Rewrite the entries below, swapping every "treeline" for "forest edge" and leaving everything else unchanged; omit the pictures from your output.
┌──
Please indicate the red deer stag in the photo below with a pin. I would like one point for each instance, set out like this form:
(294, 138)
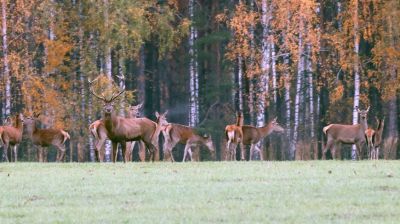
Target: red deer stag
(378, 137)
(234, 136)
(346, 134)
(370, 139)
(122, 130)
(252, 135)
(12, 136)
(99, 132)
(177, 133)
(46, 137)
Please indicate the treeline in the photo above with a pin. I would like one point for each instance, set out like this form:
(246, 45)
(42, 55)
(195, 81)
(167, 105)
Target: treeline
(307, 62)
└──
__Answer__
Please indicate the red deer stag in the photo below with a pin. I would like one point for each instance, set out like this form:
(294, 138)
Target: red deer stag
(378, 137)
(234, 136)
(346, 134)
(370, 139)
(122, 130)
(252, 135)
(12, 136)
(99, 132)
(177, 133)
(46, 137)
Please indicate the forest edge in the photo above with a pin. I would like one point for each instance, set out like this form:
(246, 45)
(42, 55)
(195, 81)
(167, 105)
Target: forest edge
(307, 62)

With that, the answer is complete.